[BEGIN]

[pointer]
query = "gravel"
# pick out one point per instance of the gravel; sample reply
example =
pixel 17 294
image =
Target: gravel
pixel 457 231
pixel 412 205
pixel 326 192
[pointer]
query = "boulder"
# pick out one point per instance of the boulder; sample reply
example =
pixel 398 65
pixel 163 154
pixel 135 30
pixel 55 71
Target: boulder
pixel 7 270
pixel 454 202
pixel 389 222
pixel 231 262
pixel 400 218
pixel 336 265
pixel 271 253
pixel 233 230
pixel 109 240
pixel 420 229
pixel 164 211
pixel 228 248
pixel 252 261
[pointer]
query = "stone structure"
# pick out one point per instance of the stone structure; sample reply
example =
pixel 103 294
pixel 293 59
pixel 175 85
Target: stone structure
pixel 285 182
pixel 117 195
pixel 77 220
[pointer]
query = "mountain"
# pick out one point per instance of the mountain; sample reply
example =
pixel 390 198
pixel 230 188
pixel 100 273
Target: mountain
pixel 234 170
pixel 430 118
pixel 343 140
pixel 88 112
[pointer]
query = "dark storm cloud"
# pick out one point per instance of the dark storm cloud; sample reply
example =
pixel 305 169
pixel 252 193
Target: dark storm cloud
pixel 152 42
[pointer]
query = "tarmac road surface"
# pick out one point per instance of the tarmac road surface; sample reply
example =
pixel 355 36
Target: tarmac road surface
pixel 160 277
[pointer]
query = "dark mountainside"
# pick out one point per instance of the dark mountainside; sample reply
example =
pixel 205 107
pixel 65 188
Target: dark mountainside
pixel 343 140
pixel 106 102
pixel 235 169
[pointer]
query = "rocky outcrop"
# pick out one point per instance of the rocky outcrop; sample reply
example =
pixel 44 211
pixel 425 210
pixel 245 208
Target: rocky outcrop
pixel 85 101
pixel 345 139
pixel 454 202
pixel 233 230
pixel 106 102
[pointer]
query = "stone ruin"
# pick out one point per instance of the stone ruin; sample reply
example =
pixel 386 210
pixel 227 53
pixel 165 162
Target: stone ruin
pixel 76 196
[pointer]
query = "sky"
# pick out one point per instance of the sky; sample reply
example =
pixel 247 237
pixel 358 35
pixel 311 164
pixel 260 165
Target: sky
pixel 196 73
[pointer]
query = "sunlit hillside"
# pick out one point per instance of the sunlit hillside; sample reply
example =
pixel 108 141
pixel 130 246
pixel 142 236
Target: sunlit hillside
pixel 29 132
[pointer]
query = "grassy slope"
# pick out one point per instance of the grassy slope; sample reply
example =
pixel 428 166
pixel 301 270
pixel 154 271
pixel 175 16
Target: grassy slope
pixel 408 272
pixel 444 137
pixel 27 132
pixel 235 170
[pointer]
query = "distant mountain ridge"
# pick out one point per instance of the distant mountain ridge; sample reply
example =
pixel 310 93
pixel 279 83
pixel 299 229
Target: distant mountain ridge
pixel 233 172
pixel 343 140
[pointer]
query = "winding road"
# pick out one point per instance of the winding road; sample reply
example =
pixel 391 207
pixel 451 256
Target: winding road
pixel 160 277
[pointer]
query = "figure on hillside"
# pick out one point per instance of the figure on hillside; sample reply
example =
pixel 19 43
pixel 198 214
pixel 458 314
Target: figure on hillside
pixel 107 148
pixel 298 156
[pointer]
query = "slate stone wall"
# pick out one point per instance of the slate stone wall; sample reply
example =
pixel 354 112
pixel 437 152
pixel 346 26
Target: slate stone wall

[END]

#### YOUR OBJECTIVE:
Reproduce the complete data exactly as presented above.

#### RESPONSE TO THIS EXERCISE:
[pointer]
query = "gravel"
# pick out one point per instance of the gravel; sample reply
example =
pixel 17 294
image =
Target: gravel
pixel 457 231
pixel 412 205
pixel 326 192
[pointer]
query = "boulder"
# pick out one point per instance of the boulder; sample reply
example =
pixel 398 65
pixel 163 154
pixel 135 30
pixel 55 71
Target: boulder
pixel 7 270
pixel 454 202
pixel 389 222
pixel 231 262
pixel 400 218
pixel 336 265
pixel 271 253
pixel 233 230
pixel 109 240
pixel 420 229
pixel 164 211
pixel 228 248
pixel 252 261
[pointer]
query = "stone structure"
# pick out one point per instance of the stone structure; sample reply
example =
pixel 103 294
pixel 293 59
pixel 175 85
Target: stone structure
pixel 285 182
pixel 117 195
pixel 77 220
[pointer]
query = "mountain"
# pick out one point per instance of the mountain; sample reply
example =
pixel 390 198
pixel 230 188
pixel 100 273
Target: mountain
pixel 234 170
pixel 430 118
pixel 343 140
pixel 88 112
[pointer]
query = "dark storm cloud"
# pick out one point per instance of the dark storm cloud; sample reply
example =
pixel 305 169
pixel 252 193
Target: dark storm cloud
pixel 152 42
[pointer]
query = "tarmac road surface"
# pick out one point per instance of the tarmac road surface; sample reply
example =
pixel 355 36
Target: tarmac road surface
pixel 160 277
[pointer]
query = "dark mountainside"
# pick out one point per instance of the dark mountainside; sample reply
example =
pixel 205 107
pixel 65 188
Target: dark mountainside
pixel 343 140
pixel 106 102
pixel 235 169
[pointer]
query = "rocky outcrop"
# pick out one point per instance of the rocky outcrop; sample reply
example =
pixel 44 211
pixel 425 210
pixel 245 208
Target: rocky outcrop
pixel 85 101
pixel 345 139
pixel 454 202
pixel 233 230
pixel 106 102
[pointer]
query = "stone ruin"
# pick out one point per instance of the stone ruin; sample reply
example =
pixel 386 210
pixel 227 53
pixel 165 162
Target: stone ruin
pixel 76 196
[pointer]
query = "sky"
# pick out one point per instance of the sky; sample reply
example =
pixel 247 237
pixel 358 35
pixel 311 164
pixel 260 165
Target: sky
pixel 196 73
[pointer]
query = "sunlit hillside"
# pick out one point per instance of the sunlit hillside; sample reply
example =
pixel 108 141
pixel 130 246
pixel 142 236
Target: sunlit hillside
pixel 29 132
[pointer]
query = "grassy slope"
# pick out one point per instance of the grassy slope; sample reply
example =
pixel 428 166
pixel 301 270
pixel 154 271
pixel 175 16
Target: grassy slope
pixel 408 272
pixel 444 137
pixel 27 132
pixel 235 170
[pointer]
query = "distant mountain ridge"
# pick out one point per instance of the distant mountain ridge; sample reply
example =
pixel 310 93
pixel 279 83
pixel 299 229
Target: distant mountain ridge
pixel 233 172
pixel 343 140
[pointer]
query = "winding road"
# pick out one point per instance of the winding road; sample reply
example =
pixel 391 207
pixel 451 256
Target: winding road
pixel 160 277
[pointer]
query = "figure on hillside"
# pick out one point per instance of the figure on hillside; sample reply
example =
pixel 19 43
pixel 198 214
pixel 458 314
Target: figure on hillside
pixel 107 148
pixel 298 156
[pointer]
query = "slate stone wall"
# pick out one point per instance of the slate stone wall; sample reply
example =
pixel 354 112
pixel 437 152
pixel 346 26
Target: slate stone wall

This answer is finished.